Start of PAGE TEXT

[lldb-dev] [RFC] Fast Conditional Breakpoints (FCB)

Thu Aug 15 11:55:17 PDT 2019

On 15/08/2019 20:15, Jim Ingham wrote:
> Thanks for your great comments.  A few replies...
> 
>> On Aug 15, 2019, at 10:10 AM, Pavel Labath via lldb-dev <lldb-dev at lists.llvm.org> wrote:
>> I am wondering whether we really need to involve the memory allocation functions here. What's the size of this address structure? I would expect it to be relatively small compared to the size of the entire register context that we have just saved to the stack. If that's the case, the case then maybe we could have the trampoline allocate some space on the stack and pass that as an argument to the $__lldb_arg building code.
> 
> You have no guarantee that only one thread is running this code at any given time.  So you would have to put a mutex in the condition to guard the use of this stack allocation.  That's not impossible but it means you're changing threading behavior.  Calling the system allocator might take a lock but a lot of allocation systems can hand out small allocations without locking, so it might be simpler to just take advantage of that.

I am sorry, but I am confused. I am suggesting we take a slice of the 
stack from the thread that happened to hit that breakpoint, and use that 
memory for the __lldb_arg structure for the purpose of evaluating the 
condition on that very thread. If two threads hit the breakpoint 
simultaneously, then we just allocate two chunks of memory on their 
respective stacks. Or am I misunderstanding something about how this 
structure is supposed to be used?

>>
>> Another possible fallback behavior would be to still do the whole trampoline stuff and everything, but avoid needing to overwrite opcodes in the target by having the gdb stub do this work for us. So, we could teach the stub that some addresses are special and when a breakpoint at this location gets hit, it should automatically change the program counter to some other location (the address of our trampoline) and let the program continue. This way, you would only need to insert a single trap instruction, which is what we know how to do already. And I believe this would still bring a major speedup compared to the current implementation (particularly if the target is remote on a high-latency link, but even in the case of local debugging, I would expect maybe an order of magnitude faster processing of conditional breakpoints).

End of PAGE TEXT
Start of GIVEN ENTRIES

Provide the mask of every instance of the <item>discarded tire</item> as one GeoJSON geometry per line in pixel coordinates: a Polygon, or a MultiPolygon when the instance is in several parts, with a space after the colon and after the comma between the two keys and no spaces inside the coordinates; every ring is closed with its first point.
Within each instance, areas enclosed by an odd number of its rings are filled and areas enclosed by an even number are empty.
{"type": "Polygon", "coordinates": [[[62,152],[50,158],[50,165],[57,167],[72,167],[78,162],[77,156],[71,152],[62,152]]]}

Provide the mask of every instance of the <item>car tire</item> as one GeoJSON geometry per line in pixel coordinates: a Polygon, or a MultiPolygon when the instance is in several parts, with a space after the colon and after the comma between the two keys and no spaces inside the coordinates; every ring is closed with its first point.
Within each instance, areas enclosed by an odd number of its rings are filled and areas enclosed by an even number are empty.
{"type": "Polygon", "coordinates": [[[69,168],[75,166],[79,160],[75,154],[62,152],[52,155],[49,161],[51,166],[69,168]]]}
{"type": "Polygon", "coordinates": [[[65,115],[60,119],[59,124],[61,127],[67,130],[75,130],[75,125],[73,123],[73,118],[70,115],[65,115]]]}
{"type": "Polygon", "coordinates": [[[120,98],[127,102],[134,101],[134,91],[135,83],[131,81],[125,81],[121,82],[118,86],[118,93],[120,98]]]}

End of GIVEN ENTRIES
Start of GIVEN ENTRIES

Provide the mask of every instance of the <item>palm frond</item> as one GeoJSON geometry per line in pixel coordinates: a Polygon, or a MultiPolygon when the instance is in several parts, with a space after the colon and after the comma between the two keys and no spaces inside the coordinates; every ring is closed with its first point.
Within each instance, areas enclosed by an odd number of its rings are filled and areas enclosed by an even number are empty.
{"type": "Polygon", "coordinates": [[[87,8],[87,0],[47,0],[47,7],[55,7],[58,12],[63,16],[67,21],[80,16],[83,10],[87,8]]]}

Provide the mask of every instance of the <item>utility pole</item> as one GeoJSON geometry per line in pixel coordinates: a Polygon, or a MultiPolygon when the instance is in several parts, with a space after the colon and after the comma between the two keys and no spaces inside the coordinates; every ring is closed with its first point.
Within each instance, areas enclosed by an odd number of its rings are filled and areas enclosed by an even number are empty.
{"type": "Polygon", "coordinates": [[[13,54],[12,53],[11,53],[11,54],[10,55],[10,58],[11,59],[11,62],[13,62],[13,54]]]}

End of GIVEN ENTRIES

● **INSTRUCTIONS**:
A) In the conditional breakpoints thread, swap "breakpoint" for "watchpoint" in the part that opens with the words "I am sorry, but" and closes with "to be used?", and give that part again.
B) Answer these questions from the conditional breakpoints thread:
(i) What does Jim Ingham say there is no guarantee of?
(ii) What can many allocation systems hand out without locking?
(iii) In the fallback idea, what would the gdb stub automatically change when a breakpoint at a special address is hit?

● **TASK RESPONSES**:
A)
I am sorry, but I am confused. I am suggesting we take a slice of the 
stack from the thread that happened to hit that watchpoint, and use that 
memory for the __lldb_arg structure for the purpose of evaluating the 
condition on that very thread. If two threads hit the watchpoint 
simultaneously, then we just allocate two chunks of memory on their 
respective stacks. Or am I misunderstanding something about how this 
structure is supposed to be used?

B)
(i) That only one thread is running this code at any given time.
(ii) Small allocations.
(iii) The program counter, which it would set to the address of the trampoline.